Page excerpt:
------------------------------------

This is next generation blogspam. When you search for something technical hoping for a link to a reference manual, and you get page after page of low-effort blogpost tutorials? Now some of those are so low effort that they aren't even written by people.
Bookmark your favorite reference sites and use their search. We're coming back around to the pre-Google era of search engine result quality. Who knows, maybe human-curated web directories[0] will come back into fashion.
I know the Kagi drumbeat is nonstop around here, but the AI slop problem is really not as pervasive as I feared it would be. Granted, since the advent of mass enslopification, most of my daily searching is in a fairly restricted space: computer vision, 3D geometry and a smattering of python tools. I've pinned all the official documentation, raised the high-signal sites, lowered the medium.coms, and blocked all those sites the mirror GitHub issues. The vast majority of my searches get me the thing I want on the first try as the first result.
I know slop is going to ruin everything else, but I've been able to carve out my little space well enough for my on-the-job need internet needs. Off the job, it's probably better to be IRL anyway.
Honestly, I don't even get why I need an online search engine to look up things because most of the time I just want examples of how to do X in programming language Y or the documentation of library Z.
It's not an infinite number of webpages. Someone could just put all those links into a .json and make an applet that let you instantly look up any of them.

------------------------------------

Supplied material:
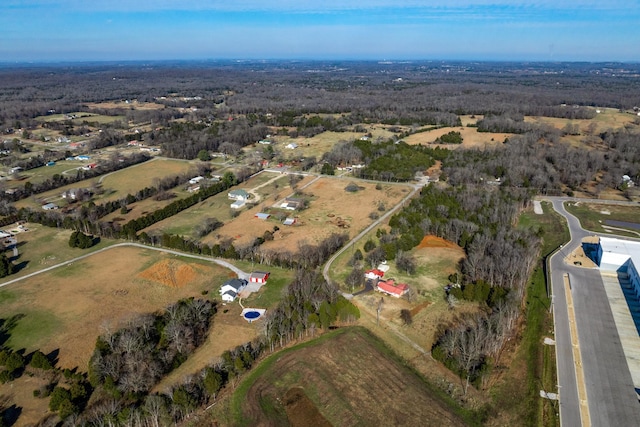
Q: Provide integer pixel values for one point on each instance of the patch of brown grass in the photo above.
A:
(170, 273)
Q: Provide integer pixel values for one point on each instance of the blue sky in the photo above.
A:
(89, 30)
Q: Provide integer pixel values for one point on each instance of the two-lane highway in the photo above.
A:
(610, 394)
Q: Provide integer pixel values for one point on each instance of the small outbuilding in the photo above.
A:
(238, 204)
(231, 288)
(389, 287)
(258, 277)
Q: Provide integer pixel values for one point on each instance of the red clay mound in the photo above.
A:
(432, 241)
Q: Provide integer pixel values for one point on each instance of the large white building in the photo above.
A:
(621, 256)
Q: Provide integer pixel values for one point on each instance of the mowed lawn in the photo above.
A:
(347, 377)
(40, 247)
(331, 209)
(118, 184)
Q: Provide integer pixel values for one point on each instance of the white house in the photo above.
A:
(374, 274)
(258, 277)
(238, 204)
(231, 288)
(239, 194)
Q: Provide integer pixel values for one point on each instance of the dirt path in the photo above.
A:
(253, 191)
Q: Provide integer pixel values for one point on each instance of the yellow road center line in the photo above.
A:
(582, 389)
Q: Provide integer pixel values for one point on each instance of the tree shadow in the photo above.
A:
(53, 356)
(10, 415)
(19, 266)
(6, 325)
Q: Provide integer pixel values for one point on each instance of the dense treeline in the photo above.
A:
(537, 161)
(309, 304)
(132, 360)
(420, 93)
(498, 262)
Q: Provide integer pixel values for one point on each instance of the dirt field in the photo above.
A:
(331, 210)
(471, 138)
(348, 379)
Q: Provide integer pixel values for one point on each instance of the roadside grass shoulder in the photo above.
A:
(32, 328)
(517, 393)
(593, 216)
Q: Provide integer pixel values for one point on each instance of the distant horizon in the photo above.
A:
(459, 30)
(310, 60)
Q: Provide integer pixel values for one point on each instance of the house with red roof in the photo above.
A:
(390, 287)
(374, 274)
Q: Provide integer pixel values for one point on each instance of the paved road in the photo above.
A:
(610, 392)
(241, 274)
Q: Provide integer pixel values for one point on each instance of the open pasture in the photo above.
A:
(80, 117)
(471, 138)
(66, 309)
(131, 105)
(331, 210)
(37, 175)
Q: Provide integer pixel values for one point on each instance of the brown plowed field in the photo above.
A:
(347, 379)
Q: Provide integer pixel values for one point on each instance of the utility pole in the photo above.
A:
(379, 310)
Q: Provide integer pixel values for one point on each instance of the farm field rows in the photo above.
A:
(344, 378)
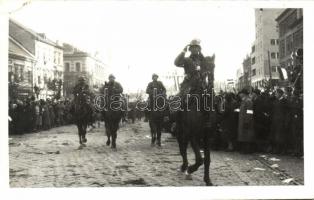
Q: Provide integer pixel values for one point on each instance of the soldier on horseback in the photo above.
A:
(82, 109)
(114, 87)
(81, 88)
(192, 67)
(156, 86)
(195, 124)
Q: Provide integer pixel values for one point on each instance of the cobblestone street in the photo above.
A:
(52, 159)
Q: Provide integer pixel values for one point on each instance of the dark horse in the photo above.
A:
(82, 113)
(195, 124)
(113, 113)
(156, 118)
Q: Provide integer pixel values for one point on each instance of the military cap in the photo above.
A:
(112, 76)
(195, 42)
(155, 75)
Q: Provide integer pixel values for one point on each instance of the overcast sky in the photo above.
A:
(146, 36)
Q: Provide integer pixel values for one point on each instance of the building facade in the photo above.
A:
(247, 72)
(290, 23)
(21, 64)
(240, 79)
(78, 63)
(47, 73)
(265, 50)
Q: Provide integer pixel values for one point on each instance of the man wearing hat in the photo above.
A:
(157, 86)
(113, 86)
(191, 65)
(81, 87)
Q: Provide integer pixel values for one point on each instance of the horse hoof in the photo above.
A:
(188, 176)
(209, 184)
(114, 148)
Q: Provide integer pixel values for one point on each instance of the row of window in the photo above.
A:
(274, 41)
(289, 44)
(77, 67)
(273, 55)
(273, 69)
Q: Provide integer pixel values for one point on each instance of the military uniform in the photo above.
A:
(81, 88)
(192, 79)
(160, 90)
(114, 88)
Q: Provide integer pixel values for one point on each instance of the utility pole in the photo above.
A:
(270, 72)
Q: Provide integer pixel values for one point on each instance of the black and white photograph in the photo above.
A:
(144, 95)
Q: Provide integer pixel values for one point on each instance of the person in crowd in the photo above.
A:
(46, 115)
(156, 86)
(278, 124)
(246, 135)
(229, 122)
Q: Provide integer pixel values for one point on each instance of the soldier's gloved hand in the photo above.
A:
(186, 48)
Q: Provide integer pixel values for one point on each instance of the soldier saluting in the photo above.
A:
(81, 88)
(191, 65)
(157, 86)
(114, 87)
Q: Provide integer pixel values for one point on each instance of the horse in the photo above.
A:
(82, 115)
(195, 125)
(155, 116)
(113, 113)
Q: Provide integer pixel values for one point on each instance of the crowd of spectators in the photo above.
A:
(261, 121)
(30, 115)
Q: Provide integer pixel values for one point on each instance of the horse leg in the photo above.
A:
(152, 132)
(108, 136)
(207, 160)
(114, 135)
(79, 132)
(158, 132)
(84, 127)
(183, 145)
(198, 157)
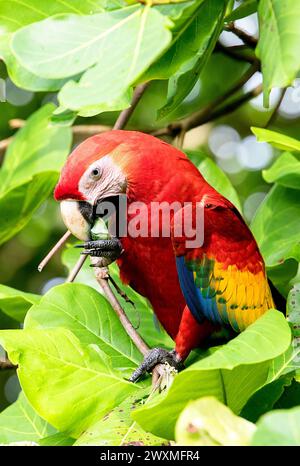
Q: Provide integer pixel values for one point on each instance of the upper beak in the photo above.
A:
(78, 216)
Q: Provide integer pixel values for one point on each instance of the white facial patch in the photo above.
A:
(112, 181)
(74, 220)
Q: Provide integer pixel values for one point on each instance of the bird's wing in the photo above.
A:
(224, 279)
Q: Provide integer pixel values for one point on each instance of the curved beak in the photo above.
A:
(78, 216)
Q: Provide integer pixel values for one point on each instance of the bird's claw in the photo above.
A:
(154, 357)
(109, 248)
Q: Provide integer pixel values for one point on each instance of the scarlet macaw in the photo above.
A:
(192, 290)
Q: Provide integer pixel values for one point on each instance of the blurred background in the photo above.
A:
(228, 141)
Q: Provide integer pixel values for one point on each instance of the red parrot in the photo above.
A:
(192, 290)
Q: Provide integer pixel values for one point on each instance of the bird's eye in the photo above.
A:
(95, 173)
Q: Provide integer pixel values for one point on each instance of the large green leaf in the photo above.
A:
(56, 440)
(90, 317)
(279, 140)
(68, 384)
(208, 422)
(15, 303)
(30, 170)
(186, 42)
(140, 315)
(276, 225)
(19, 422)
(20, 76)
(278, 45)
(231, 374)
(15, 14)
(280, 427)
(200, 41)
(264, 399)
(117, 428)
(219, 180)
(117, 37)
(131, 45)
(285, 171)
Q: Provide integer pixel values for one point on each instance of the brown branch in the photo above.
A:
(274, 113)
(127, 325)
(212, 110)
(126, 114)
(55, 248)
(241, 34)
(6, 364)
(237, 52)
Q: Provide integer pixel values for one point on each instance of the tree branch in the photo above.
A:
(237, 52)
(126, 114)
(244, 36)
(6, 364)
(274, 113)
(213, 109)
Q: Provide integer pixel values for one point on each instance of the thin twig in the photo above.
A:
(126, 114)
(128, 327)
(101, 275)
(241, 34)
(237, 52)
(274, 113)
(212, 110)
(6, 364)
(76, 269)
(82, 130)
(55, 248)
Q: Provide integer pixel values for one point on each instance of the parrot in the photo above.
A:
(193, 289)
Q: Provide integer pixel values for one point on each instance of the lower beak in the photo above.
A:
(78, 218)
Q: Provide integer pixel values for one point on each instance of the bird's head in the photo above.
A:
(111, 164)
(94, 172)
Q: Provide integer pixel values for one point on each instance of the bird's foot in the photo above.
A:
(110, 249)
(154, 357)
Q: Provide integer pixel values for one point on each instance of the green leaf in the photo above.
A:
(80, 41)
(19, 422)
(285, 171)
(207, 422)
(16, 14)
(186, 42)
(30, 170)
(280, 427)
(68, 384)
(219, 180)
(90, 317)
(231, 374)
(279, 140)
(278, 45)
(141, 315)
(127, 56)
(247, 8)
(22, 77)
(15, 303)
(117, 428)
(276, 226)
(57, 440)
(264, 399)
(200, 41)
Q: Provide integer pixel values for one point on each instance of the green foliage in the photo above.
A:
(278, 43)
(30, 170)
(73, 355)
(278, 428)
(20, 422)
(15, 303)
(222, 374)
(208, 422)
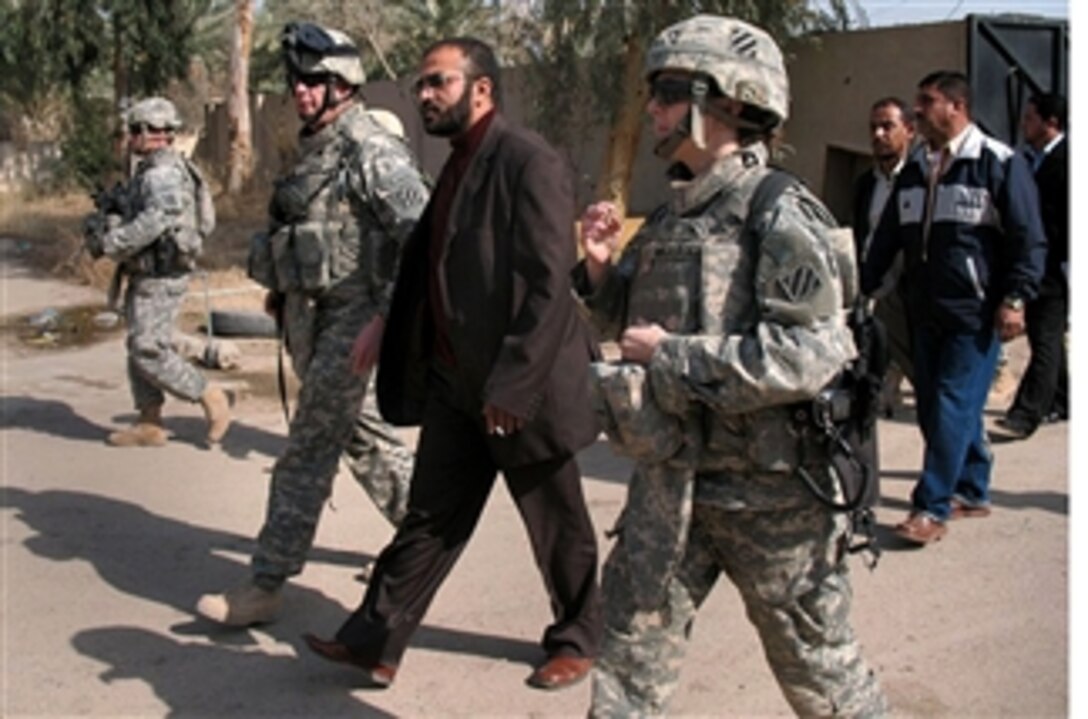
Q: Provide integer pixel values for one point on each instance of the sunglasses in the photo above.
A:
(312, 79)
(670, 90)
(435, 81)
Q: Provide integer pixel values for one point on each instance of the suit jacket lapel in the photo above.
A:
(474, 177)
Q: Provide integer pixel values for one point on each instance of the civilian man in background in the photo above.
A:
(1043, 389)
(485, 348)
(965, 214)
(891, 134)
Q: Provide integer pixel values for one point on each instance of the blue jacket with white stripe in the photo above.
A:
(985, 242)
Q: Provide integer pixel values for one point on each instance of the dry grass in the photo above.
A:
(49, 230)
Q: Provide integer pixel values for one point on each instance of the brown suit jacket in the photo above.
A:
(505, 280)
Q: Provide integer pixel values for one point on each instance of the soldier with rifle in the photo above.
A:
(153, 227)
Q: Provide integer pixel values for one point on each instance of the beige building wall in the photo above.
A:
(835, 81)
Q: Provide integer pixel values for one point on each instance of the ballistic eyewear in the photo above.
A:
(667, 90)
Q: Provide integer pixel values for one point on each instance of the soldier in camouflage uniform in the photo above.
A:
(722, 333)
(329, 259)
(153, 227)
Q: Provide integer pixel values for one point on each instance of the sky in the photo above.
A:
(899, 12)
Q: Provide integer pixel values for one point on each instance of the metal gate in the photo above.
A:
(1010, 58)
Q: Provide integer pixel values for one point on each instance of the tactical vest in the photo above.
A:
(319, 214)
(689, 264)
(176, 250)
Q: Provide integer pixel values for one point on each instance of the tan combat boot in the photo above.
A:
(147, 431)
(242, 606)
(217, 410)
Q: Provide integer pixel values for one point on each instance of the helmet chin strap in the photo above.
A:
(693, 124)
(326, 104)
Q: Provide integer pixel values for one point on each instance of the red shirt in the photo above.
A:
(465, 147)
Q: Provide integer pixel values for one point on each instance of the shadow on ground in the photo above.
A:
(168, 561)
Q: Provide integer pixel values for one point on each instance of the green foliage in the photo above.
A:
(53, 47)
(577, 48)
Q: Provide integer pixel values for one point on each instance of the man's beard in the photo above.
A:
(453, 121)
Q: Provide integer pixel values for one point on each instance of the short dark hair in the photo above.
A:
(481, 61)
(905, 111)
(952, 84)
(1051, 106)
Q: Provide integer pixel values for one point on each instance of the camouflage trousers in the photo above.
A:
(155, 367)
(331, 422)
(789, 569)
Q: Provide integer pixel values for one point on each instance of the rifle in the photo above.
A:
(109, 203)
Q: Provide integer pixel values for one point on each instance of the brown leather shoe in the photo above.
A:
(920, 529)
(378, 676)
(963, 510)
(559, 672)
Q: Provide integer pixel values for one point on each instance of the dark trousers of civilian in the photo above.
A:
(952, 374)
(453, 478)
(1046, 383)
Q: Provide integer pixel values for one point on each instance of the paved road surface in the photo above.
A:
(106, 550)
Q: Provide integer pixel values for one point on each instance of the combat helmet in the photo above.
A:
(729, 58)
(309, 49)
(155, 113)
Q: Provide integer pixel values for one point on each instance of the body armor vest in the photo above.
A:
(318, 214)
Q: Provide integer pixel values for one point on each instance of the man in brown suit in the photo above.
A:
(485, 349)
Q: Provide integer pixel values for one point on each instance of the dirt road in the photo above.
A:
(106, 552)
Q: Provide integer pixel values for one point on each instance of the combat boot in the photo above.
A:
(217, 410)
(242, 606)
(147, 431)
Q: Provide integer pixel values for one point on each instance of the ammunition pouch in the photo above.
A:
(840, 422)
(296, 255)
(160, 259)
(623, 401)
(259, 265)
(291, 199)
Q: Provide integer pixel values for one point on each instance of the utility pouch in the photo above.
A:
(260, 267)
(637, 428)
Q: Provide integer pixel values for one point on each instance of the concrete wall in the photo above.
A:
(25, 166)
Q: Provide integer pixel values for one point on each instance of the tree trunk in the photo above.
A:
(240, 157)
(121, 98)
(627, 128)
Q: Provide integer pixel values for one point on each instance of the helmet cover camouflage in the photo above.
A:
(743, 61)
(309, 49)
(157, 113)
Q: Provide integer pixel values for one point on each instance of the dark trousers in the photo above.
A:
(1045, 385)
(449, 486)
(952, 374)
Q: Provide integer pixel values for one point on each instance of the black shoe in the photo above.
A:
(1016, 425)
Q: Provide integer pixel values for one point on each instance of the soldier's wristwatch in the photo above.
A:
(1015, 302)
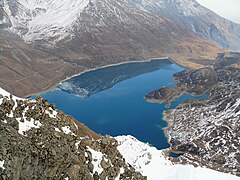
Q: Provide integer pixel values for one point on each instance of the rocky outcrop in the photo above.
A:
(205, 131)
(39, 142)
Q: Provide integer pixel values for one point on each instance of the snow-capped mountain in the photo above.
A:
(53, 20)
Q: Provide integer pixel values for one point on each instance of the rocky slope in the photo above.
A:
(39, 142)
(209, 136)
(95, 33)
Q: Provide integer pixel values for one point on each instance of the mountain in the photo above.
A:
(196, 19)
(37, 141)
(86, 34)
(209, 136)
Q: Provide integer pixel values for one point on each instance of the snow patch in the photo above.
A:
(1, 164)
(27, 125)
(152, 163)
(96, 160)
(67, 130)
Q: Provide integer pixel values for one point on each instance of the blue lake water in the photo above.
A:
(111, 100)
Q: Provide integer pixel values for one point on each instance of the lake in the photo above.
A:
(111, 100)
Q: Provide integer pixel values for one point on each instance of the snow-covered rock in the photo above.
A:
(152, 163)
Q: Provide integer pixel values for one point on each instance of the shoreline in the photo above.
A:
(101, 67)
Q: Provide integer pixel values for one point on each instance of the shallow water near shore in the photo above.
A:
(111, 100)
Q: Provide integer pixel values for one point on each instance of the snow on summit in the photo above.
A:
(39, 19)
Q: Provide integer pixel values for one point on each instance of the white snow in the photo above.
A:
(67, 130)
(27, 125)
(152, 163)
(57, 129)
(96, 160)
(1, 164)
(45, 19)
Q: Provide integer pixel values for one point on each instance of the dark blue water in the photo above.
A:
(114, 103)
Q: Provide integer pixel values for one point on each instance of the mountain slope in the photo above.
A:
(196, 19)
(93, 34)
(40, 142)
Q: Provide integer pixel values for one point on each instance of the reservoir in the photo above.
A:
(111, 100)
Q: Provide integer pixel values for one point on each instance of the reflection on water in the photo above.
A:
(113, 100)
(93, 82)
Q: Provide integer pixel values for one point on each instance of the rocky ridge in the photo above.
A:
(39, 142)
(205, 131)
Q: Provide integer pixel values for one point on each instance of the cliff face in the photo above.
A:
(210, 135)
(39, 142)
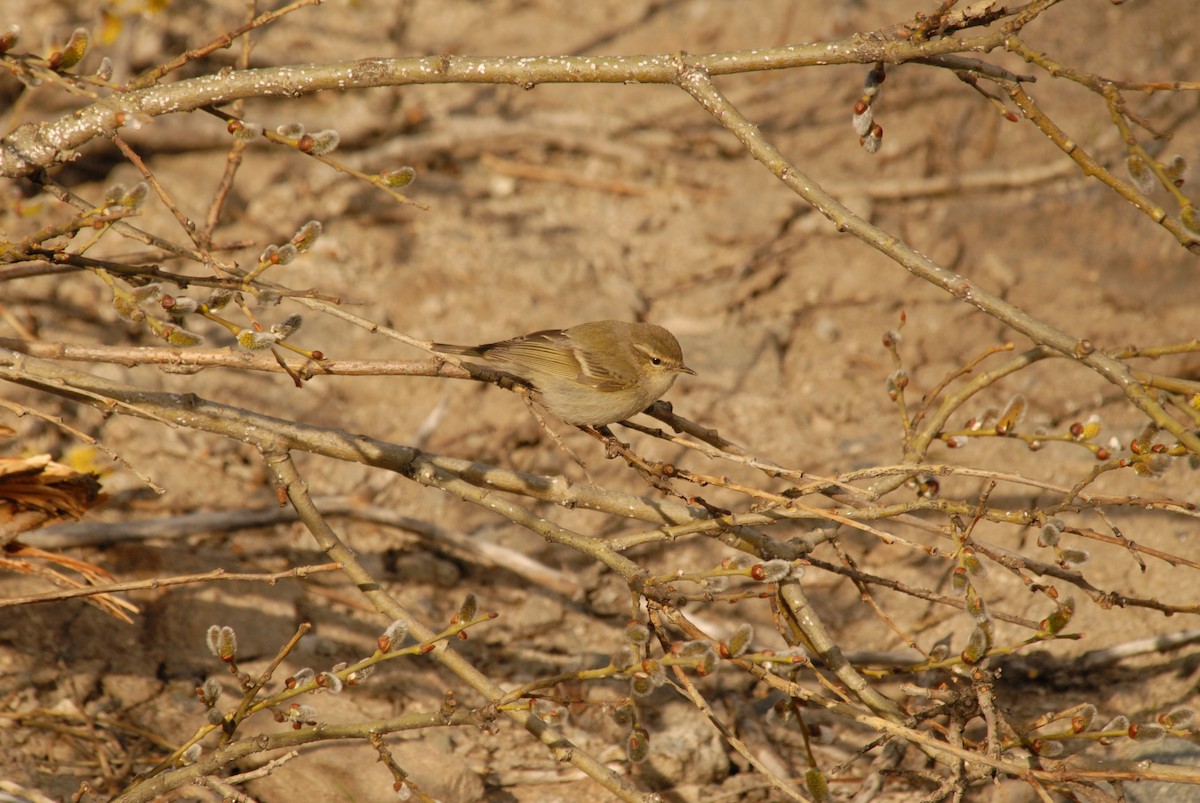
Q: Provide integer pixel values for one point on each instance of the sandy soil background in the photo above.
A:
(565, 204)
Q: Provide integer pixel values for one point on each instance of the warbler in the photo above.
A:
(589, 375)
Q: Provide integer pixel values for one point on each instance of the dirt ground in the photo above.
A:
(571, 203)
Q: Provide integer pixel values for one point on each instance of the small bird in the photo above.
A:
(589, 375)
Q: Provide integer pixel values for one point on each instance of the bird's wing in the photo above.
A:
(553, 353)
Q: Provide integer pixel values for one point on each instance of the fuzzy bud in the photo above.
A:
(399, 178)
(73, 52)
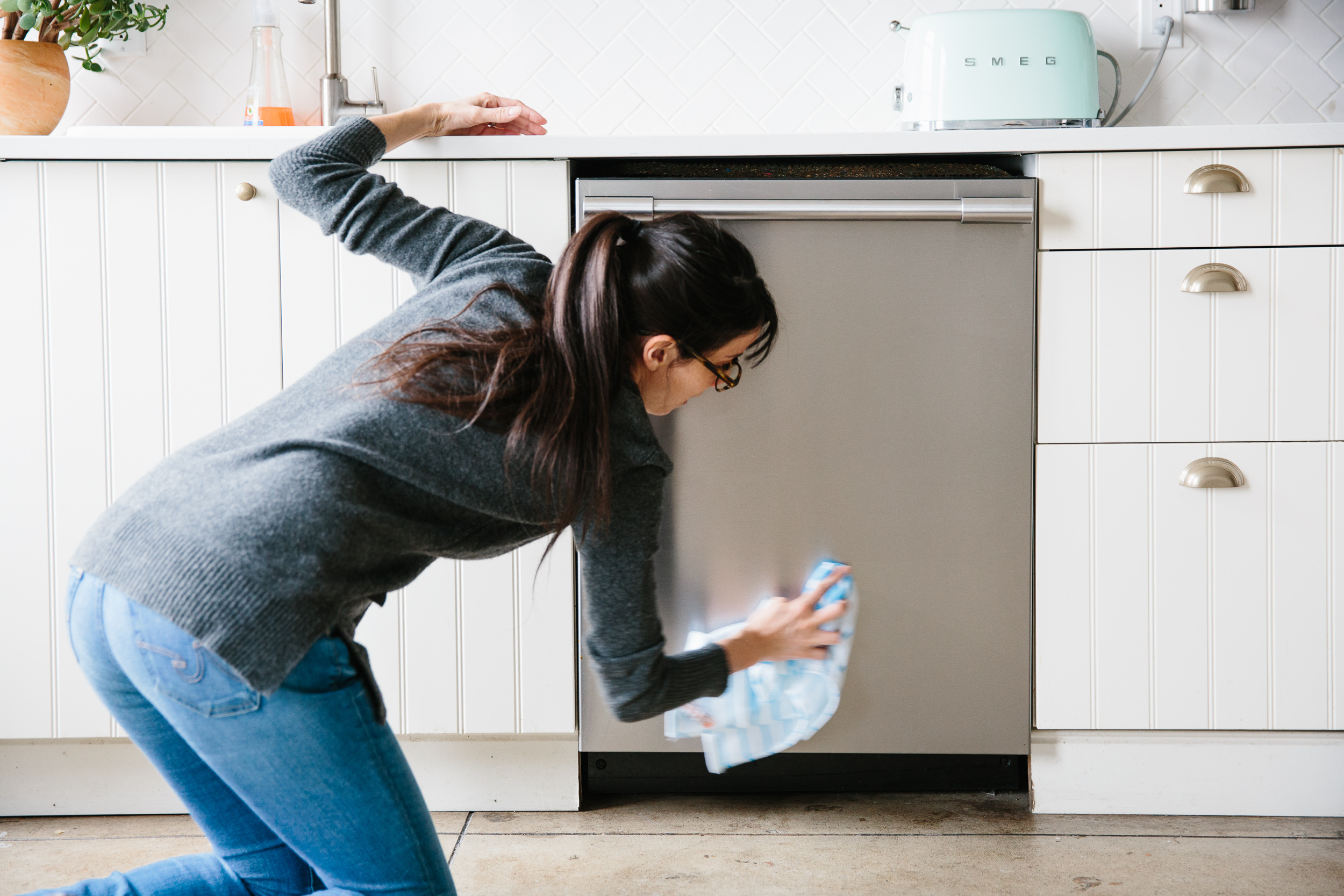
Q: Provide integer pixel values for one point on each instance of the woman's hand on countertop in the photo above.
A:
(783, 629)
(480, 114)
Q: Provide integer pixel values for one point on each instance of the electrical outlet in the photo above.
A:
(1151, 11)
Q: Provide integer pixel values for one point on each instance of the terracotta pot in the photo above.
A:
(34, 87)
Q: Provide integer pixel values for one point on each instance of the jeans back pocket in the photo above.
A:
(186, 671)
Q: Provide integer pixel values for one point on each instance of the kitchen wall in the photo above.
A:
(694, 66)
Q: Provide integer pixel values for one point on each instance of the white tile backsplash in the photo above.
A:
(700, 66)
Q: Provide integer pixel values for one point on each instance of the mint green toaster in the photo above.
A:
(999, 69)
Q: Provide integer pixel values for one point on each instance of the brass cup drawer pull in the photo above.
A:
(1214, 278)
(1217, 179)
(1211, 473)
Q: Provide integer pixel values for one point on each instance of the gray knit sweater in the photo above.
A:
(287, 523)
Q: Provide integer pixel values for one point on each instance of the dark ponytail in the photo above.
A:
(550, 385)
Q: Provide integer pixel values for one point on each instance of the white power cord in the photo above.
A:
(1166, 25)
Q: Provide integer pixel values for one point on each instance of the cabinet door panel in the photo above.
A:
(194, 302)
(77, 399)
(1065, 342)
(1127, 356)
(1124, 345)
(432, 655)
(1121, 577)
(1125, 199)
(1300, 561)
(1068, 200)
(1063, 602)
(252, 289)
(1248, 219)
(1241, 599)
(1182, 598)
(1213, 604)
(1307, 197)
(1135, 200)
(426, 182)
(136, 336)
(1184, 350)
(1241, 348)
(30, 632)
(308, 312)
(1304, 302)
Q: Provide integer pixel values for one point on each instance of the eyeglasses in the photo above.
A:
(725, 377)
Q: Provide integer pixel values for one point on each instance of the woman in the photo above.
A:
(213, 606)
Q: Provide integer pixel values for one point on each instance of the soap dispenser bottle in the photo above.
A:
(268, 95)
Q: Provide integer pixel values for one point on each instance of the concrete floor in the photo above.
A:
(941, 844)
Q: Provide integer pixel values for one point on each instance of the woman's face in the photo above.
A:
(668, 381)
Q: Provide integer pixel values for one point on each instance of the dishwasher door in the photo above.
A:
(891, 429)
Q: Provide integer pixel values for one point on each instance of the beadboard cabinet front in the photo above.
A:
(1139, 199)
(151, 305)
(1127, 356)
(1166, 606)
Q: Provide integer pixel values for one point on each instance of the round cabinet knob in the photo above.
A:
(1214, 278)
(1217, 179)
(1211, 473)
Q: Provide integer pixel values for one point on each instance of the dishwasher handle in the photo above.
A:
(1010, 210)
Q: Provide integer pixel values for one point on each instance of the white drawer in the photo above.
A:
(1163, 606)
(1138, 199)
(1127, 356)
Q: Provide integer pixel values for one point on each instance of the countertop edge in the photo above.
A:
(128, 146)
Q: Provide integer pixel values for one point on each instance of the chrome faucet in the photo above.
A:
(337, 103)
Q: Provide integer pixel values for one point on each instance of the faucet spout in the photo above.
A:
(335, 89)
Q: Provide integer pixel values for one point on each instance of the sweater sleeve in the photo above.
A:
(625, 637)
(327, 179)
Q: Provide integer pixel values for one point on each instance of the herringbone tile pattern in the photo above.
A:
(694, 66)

------------------------------------

Required tasks:
1. Answer these questions about the forum thread on search quality:
(a) What does the first comment advise doing with favorite reference sites?
(b) Which areas does the Kagi user say most of their daily searching covers?
(c) What kind of file does the last comment suggest putting all the links into?
2. Resume the forum thread on search engines and low-effort web content, starting after its final comment.

Results in order:
1.
(a) Bookmark them and use their search.
(b) Computer vision, 3D geometry and a smattering of python tools.
(c) A .json file.

2.
"slop" is not a new term, it has been used for years to describe low quality content that is produced consistently and according to trends and it's not strictly related to AI. My guess is that some people who are not familiar to internet slang, saw the word "slop" being used when talking about AI and thought it's a new word used for AI generated content.
There was a blog post I read on HN that was about how existing large publications who were threatened by the internet (think big magazines) began to churn out low-quality content that will allow their sites to dominate search rankings despite offering less value than higher-quality posts from small blogs.
I think the blog post was from some kind of home air filter review site or something, but I can't find it....
Prior to meaning unwanted marketing content, it was the name of a canned meat. At least in the Anglosphere there wasn't any other widespread common meaning for it.
That's exactly what it meant. Its use to describe UCE derived from a Monty Python sketch where a restaurant customer was trying to order food without it, but it was included in every menu item.
Technically, all proper names may be words, so yes you were/are correct in that sense. It's sort of unconventional, like saying that "Elon" is a word. The way you phrased it ("word" vs "name"), I interpreted as having a non-brand-name meaning.
... but I think the usage is new. Either way my thinking is that it is beneficial for a specific word for the concept of "unwantes AI generated content" to exist, as a thing, so we can discourse about it ...)
It's been getting bad for awhile, top search results are normally pay walled... less content from individual blogs. Facebook is a complete walled garden it's content isn't even indexed. Facebook, reddit, discord, etc have almost completely killed special interest forums.
Now there is a small chance AI generated content could get more content available not behind paywalls, with more small and micro publishers. But getting rid of the factually inaccuracies and hallucinations would be a huge task, that google doesn't seem to be capable of, at least their recent blunders suggest.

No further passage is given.